— Start of MATERIALS PROVIDED —

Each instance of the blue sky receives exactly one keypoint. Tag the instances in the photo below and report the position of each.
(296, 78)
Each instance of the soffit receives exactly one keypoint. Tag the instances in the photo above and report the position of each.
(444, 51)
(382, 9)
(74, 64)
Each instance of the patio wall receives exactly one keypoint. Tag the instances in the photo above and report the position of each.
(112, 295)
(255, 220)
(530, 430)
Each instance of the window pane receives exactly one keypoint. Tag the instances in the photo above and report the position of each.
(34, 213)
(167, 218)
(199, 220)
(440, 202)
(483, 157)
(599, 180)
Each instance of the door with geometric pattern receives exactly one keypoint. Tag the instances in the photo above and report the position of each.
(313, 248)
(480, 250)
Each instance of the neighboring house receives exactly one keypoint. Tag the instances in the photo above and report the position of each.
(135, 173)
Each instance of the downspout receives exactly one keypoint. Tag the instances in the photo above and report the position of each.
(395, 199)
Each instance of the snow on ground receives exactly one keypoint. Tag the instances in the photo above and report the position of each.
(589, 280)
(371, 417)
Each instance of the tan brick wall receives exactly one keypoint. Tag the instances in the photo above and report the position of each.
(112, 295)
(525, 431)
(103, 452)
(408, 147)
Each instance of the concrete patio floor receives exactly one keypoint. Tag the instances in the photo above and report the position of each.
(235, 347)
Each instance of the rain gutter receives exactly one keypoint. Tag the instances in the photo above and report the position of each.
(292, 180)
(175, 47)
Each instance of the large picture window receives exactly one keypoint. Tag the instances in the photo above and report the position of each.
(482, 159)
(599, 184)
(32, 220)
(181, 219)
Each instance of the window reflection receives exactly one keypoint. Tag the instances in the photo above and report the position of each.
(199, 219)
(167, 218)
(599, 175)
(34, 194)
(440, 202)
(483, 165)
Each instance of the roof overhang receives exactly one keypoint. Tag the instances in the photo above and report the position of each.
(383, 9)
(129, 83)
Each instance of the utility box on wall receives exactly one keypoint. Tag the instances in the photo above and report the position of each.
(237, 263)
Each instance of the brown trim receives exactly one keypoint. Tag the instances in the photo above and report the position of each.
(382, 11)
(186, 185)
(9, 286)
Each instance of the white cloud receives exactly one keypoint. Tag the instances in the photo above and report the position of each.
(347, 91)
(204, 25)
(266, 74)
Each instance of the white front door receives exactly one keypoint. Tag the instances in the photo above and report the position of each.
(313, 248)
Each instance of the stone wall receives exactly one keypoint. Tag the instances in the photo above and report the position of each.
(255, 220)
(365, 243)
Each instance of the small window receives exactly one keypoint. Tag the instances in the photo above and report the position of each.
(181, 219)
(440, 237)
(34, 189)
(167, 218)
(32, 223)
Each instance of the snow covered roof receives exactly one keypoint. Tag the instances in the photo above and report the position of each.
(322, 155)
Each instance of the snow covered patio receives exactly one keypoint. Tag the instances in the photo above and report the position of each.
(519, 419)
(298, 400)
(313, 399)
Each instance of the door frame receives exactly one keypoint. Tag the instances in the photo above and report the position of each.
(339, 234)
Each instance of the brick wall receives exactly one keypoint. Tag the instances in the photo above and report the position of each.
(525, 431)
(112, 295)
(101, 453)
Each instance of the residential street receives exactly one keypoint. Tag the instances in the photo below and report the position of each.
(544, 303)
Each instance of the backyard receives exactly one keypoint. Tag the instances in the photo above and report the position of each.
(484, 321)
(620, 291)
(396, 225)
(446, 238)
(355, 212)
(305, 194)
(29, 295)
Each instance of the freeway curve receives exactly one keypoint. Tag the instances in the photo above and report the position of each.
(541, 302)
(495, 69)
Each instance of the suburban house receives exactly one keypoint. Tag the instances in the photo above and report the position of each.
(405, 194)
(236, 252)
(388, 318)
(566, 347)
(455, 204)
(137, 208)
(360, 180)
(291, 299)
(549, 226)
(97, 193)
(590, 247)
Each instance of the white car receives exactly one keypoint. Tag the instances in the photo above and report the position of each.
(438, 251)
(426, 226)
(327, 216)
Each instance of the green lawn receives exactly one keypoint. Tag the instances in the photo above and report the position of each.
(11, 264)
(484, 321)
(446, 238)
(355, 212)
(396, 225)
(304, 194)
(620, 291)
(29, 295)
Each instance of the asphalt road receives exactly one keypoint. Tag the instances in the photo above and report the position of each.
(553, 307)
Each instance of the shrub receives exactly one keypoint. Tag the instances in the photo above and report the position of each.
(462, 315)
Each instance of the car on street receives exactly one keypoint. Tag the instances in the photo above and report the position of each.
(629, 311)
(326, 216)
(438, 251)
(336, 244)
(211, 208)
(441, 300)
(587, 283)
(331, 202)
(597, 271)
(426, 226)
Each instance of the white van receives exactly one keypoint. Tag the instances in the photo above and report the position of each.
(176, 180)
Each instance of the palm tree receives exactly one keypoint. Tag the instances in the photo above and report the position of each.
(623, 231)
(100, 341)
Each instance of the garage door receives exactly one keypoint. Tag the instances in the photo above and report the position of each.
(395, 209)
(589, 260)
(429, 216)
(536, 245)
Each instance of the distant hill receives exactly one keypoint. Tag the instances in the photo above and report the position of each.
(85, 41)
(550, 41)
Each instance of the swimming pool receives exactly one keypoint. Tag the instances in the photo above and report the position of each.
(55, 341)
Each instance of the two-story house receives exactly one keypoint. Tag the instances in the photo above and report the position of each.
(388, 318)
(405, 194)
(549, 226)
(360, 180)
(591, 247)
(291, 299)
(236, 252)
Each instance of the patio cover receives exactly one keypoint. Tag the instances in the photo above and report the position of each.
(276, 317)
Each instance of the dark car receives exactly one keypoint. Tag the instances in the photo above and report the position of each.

— End of MATERIALS PROVIDED —

WHAT YOU ARE ASKED TO DO ->
Reproduce, word for word, every line starting at the line that contains "Each instance of the two-story" and ending with the final line of the entries.

FINISHED ANSWER ->
Each instance of the two-story house receives exactly one keypoint. Tag the instances in the photo above and report the position of each.
(388, 318)
(405, 194)
(549, 226)
(360, 180)
(591, 247)
(291, 299)
(236, 252)
Each instance of the patio cover receives exactly one keypoint. Tag the instances in the photo above and report the position of each.
(276, 317)
Each instance of the dark car receives exactly one keypoint. Tag the instances in the photo above and report the position of each.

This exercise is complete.